── TEXT PROVIDED ──
Italy's main opposition parties threw down the gauntlet to Prime Minister Matteo Renzi's government on Saturday, with a no-confidence motion over a sleaze scandal which has already seen a top minister resign.

Italian parties seek to bring down government over graft
Economic Development Minister Federica Guidi resigned after revelations she had tweaked the 2015 to suit her businessman husband. Photo: Tiziana Fabi/AFP
The centre-right Forza Italia party, led by former prime minister Silvio Berlusconi, joined forces with the anti-immigrant Northern League to draw up the motion of no-confidence for both the upper and lower houses of parliament to consider.
   
“Game over for Renzi,” said Renato Brunetta, head of Forza Italia in the lower house.
   
The anti-establishment Five Star movement (M5S) is also preparing its own motion, according to media reports.
   
“We all have to show we want to send Renzi packing. We will vote for no-confidence,” said Five Star member Luigi di Mario, deputy head of the lower house of parliament.
   
A defiant Renzi played down any threat to his government.
───
── SUPPLIED MATERIAL ──
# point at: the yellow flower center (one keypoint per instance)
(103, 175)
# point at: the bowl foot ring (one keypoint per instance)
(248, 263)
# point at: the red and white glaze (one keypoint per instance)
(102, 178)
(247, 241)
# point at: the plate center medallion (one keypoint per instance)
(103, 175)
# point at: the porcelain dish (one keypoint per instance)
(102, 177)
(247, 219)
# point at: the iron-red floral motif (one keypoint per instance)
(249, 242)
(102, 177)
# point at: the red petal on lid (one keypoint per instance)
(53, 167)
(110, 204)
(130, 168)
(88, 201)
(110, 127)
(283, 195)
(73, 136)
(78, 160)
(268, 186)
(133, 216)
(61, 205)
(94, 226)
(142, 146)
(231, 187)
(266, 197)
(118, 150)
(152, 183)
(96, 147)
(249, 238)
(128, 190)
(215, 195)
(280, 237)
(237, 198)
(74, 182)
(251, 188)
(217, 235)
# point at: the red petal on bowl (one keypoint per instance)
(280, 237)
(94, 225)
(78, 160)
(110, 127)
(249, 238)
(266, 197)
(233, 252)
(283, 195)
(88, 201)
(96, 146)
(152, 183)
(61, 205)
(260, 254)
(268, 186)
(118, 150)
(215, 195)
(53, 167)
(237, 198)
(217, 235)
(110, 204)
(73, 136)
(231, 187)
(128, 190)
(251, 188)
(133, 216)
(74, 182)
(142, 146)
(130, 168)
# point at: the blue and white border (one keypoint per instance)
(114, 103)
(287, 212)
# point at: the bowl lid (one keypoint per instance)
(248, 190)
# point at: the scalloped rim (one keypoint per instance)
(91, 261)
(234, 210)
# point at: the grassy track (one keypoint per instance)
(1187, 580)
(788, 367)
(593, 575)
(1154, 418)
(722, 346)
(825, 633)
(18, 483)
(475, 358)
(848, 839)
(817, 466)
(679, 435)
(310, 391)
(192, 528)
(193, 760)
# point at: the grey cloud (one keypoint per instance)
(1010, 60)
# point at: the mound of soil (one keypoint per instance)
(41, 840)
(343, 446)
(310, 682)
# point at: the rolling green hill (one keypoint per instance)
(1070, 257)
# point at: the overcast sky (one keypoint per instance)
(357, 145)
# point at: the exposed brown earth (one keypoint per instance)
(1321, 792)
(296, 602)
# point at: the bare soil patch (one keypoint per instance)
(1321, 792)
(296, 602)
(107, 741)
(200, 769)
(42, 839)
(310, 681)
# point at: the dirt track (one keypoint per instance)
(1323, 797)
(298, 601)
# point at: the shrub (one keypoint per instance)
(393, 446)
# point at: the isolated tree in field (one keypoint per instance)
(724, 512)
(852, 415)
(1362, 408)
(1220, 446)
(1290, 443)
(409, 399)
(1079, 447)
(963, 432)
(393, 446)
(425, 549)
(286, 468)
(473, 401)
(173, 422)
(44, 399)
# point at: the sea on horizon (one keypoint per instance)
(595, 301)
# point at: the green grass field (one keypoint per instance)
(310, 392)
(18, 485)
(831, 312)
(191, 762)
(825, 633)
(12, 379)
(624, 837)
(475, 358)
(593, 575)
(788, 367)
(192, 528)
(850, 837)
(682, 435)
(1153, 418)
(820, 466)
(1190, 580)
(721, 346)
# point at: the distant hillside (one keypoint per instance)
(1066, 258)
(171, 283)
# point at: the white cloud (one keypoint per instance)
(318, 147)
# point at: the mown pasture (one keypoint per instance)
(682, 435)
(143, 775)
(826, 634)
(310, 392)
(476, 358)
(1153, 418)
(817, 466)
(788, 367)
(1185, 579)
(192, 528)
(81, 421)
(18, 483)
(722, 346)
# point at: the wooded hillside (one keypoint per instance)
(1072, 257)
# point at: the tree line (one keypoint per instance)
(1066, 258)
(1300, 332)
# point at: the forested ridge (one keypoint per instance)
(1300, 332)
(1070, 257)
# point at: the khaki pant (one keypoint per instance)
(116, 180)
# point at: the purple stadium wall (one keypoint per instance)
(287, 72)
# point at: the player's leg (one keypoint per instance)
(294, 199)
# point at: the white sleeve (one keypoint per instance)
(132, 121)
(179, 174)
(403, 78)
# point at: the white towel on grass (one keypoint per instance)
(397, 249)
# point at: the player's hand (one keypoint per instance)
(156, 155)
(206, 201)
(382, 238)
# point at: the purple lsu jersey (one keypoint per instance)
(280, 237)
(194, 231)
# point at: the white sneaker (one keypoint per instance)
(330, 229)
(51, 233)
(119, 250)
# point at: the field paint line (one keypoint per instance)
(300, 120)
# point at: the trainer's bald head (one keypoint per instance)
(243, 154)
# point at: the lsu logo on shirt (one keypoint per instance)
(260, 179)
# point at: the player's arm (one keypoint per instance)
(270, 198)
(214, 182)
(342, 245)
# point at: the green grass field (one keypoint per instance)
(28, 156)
───
▸ **TASK TO COMPLETE**: Write out the article on the no-confidence motion against Renzi word for word, everything from "Italy's main opposition" down to "the lower house.".

▸ **TASK OUTPUT**:
Italy's main opposition parties threw down the gauntlet to Prime Minister Matteo Renzi's government on Saturday, with a no-confidence motion over a sleaze scandal which has already seen a top minister resign.

Italian parties seek to bring down government over graft
Economic Development Minister Federica Guidi resigned after revelations she had tweaked the 2015 to suit her businessman husband. Photo: Tiziana Fabi/AFP
The centre-right Forza Italia party, led by former prime minister Silvio Berlusconi, joined forces with the anti-immigrant Northern League to draw up the motion of no-confidence for both the upper and lower houses of parliament to consider.
   
“Game over for Renzi,” said Renato Brunetta, head of Forza Italia in the lower house.